## [What this task involves]
Among the lines below, return each one that contains the word "order".

[[ Working data, beginning ]]

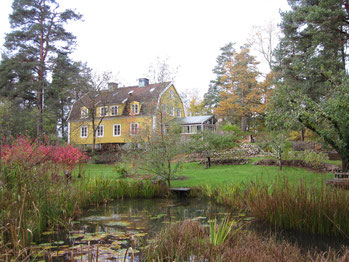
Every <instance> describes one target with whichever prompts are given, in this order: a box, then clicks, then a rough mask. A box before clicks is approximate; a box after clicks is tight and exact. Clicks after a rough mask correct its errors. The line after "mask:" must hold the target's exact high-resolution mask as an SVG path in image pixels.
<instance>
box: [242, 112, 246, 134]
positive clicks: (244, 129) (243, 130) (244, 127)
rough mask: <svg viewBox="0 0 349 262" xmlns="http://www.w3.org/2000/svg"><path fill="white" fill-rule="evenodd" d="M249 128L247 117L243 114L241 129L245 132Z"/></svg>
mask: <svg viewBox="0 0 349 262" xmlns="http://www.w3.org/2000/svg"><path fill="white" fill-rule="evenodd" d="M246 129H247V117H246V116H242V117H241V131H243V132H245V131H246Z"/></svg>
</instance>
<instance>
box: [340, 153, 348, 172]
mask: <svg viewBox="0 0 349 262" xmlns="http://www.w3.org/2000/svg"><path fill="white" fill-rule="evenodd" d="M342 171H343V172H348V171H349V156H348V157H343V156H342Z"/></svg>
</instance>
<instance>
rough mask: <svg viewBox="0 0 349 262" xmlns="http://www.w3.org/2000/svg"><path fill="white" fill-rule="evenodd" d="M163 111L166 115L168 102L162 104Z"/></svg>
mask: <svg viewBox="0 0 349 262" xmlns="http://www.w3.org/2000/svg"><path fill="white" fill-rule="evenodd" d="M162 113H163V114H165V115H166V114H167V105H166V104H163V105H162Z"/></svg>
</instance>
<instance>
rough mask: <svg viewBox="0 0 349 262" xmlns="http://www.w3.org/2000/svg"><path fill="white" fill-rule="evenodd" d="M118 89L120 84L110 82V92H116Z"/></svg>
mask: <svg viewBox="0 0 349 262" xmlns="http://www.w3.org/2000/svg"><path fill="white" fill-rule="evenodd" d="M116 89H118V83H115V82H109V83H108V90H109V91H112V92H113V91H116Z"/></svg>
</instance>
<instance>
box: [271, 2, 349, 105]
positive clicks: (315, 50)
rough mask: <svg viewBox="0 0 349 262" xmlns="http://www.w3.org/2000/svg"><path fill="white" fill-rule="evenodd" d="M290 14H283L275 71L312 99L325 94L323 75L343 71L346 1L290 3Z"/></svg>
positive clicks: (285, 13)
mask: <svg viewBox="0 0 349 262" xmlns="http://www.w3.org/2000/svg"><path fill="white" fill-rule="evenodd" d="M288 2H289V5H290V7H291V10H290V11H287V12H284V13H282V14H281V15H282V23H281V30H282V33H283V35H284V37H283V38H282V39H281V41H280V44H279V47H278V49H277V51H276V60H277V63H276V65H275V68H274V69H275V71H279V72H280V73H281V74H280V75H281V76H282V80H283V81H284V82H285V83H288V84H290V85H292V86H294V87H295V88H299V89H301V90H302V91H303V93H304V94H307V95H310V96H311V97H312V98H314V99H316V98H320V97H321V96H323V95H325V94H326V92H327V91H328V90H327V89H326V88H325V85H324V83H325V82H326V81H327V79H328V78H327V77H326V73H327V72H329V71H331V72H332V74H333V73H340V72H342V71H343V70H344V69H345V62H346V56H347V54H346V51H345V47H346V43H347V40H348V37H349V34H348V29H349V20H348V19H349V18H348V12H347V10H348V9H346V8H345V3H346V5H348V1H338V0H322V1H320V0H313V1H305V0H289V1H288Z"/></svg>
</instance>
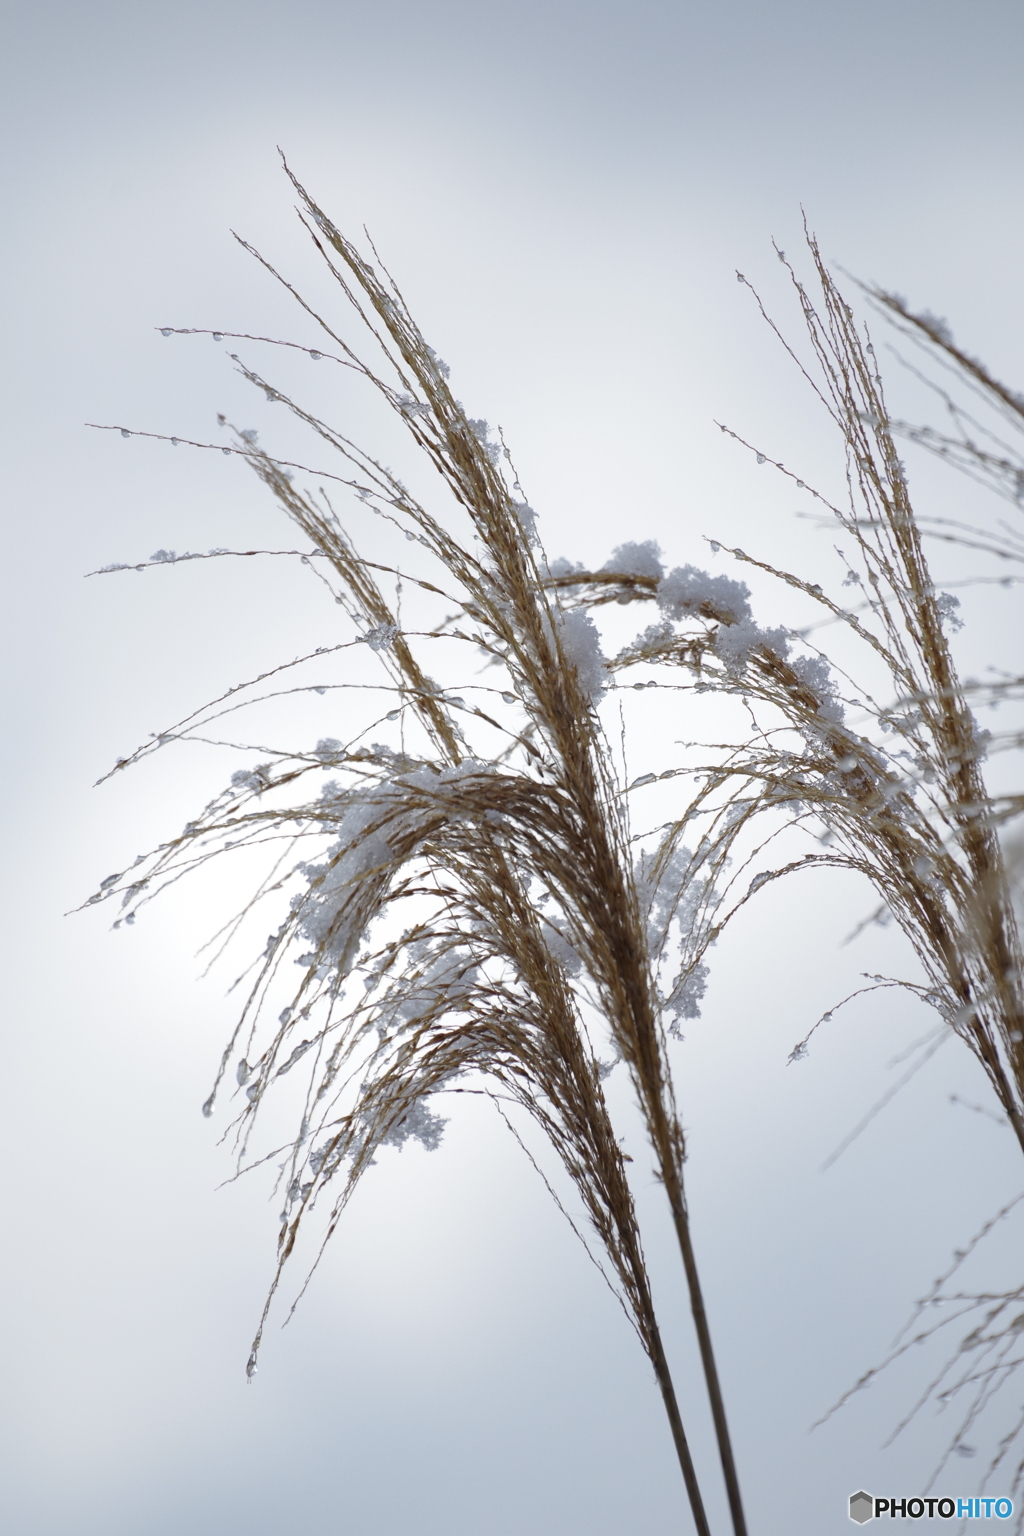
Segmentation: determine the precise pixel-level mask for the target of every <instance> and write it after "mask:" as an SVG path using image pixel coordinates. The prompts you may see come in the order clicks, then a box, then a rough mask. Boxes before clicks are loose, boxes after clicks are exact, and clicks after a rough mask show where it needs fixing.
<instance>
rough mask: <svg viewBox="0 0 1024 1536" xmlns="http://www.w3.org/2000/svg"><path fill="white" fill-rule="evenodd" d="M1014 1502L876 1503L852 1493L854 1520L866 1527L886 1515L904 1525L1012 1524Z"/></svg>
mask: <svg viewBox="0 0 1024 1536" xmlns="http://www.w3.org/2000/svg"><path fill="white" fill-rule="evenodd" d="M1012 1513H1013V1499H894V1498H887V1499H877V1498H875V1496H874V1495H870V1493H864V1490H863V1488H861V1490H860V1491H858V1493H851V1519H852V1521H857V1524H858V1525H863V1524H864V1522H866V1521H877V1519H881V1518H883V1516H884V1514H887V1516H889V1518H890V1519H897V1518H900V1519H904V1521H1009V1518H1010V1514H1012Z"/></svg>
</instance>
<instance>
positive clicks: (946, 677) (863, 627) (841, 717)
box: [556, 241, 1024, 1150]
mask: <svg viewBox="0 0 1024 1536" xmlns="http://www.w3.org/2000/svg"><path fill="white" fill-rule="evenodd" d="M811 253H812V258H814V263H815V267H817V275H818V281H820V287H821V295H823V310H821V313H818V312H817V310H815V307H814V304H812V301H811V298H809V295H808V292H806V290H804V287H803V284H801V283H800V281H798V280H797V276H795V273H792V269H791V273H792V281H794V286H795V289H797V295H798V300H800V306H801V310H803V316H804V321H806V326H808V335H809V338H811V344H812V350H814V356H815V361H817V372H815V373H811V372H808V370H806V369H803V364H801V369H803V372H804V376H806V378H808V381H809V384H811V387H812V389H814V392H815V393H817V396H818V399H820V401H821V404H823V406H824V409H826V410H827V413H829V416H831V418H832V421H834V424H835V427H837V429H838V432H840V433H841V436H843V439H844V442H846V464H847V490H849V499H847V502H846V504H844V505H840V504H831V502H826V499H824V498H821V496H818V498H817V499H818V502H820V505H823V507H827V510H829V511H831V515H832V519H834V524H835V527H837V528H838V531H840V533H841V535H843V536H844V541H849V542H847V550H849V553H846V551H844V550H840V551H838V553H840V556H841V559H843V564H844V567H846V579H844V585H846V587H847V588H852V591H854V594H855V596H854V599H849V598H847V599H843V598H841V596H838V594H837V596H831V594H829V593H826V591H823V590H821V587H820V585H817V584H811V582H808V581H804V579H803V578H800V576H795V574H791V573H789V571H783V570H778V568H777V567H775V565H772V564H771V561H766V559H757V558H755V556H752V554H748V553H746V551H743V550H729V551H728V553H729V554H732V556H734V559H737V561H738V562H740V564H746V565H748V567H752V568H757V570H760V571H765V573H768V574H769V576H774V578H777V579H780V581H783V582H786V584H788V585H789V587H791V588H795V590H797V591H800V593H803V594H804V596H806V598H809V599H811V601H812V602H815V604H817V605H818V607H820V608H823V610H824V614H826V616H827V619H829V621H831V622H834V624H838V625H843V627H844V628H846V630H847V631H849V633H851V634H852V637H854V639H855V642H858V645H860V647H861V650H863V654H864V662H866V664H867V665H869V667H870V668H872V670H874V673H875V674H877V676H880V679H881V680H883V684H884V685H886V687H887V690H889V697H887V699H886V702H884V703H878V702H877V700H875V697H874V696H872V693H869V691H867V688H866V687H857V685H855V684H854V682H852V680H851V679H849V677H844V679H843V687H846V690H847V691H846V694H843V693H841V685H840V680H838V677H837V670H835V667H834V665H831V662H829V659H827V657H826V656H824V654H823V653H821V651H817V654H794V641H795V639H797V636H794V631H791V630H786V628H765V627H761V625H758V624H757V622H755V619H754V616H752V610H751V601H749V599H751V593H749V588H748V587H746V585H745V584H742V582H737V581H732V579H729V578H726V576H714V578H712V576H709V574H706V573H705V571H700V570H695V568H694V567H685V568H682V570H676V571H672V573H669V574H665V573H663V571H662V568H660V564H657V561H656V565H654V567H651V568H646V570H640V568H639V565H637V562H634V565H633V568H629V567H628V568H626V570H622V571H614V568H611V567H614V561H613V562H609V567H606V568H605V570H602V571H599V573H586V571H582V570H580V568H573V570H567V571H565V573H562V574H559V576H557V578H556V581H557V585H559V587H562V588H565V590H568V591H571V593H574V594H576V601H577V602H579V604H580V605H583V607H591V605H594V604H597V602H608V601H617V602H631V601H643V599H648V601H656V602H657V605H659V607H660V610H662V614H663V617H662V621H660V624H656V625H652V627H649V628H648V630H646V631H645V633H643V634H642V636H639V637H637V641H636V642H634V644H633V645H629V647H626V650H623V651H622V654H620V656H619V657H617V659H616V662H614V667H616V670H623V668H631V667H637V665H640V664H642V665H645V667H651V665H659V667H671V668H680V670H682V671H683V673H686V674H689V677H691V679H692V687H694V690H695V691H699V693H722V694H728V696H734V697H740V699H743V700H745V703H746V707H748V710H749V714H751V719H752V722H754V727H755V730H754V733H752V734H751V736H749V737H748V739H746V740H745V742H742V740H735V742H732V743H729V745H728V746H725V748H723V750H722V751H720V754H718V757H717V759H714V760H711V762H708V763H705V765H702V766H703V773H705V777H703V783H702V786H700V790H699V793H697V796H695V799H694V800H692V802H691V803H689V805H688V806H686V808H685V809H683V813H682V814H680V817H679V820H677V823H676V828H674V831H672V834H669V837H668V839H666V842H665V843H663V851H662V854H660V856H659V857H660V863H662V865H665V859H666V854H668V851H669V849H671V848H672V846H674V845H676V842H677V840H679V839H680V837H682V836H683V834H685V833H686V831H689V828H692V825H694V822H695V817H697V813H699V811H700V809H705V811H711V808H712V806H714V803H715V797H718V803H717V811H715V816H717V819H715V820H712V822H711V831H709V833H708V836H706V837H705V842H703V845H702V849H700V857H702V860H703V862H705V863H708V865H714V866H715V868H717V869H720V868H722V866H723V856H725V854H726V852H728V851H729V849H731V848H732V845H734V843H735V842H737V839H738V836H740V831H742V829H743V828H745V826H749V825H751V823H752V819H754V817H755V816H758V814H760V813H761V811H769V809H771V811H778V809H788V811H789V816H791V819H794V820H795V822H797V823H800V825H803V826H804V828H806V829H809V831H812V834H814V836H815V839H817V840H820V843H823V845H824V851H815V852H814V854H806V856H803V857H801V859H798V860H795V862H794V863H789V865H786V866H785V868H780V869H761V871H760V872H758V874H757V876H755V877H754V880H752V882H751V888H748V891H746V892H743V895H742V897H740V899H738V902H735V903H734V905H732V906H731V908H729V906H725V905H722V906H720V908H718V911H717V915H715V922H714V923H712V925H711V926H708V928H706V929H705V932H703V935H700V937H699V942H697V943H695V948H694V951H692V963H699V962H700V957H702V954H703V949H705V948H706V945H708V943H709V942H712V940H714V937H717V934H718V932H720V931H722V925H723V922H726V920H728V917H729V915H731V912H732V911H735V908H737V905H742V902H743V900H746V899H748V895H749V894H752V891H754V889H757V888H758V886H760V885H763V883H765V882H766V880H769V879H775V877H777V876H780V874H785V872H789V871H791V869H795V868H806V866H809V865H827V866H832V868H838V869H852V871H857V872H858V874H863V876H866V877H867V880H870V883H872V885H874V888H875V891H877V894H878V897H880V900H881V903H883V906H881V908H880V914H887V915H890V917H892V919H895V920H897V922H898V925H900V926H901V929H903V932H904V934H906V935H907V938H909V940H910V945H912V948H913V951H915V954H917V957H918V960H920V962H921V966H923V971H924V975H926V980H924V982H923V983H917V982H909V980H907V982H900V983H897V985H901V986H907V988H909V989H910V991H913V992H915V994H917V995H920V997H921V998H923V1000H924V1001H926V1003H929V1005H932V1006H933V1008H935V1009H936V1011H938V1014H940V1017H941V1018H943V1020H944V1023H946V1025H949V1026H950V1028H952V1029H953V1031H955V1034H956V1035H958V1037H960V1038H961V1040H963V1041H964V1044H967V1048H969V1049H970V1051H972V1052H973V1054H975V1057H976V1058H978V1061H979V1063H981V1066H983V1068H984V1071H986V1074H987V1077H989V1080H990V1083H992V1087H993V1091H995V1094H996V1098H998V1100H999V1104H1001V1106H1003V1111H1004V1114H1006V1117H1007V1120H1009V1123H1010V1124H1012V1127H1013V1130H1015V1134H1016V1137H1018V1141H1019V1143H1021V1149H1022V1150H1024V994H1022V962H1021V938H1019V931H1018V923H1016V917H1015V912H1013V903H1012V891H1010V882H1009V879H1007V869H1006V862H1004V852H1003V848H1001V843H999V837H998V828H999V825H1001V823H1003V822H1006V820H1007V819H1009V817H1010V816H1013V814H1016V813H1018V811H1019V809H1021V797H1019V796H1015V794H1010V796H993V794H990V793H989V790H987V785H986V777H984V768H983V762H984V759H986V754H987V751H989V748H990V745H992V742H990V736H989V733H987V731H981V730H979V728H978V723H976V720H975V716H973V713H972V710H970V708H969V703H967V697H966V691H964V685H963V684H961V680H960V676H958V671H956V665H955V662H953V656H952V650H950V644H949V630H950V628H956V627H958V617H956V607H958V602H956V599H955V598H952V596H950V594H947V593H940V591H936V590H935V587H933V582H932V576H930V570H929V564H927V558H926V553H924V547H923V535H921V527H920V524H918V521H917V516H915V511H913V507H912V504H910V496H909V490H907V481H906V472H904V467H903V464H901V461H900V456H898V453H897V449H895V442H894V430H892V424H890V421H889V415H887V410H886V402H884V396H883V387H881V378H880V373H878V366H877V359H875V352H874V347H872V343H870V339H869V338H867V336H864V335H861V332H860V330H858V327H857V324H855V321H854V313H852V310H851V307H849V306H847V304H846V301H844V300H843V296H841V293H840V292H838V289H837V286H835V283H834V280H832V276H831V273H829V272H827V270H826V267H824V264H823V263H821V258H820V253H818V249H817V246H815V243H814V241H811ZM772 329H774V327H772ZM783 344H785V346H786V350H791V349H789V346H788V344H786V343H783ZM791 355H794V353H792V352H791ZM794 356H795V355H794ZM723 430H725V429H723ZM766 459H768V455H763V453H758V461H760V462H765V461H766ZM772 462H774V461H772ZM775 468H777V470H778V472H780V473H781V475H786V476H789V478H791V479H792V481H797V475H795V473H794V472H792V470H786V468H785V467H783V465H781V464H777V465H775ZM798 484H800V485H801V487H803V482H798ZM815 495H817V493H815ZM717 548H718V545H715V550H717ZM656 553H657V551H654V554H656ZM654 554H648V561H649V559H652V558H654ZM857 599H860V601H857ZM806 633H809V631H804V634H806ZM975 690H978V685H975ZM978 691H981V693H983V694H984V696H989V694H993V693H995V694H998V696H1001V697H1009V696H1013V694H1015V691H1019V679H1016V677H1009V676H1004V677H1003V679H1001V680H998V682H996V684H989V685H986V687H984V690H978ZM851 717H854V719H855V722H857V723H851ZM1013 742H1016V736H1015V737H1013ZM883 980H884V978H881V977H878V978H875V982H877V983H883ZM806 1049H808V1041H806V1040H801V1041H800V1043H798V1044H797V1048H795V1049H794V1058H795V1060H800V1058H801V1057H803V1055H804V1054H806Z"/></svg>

[[ Working data, end ]]

## [Exercise output]
Every <instance> describes one target with whichever prompts are given, in this order: a box, then clicks, then a rough mask. A box before clicks is approximate; a box after clicks is tight and exact. Clicks after a rough mask correct its errors. The line after "mask:" must hold the target's exact high-resolution mask as an SVG path in image pixels.
Segmentation: determine the precise pixel-level mask for the target of every <instance> and write it after "mask:" as an SVG path using image pixel coordinates. The prompts you may see come in the order clicks, then a box, then a rough mask. Boxes before clicks are loose, boxes after clicks are exact, and clicks after a rough mask show where it needs fixing.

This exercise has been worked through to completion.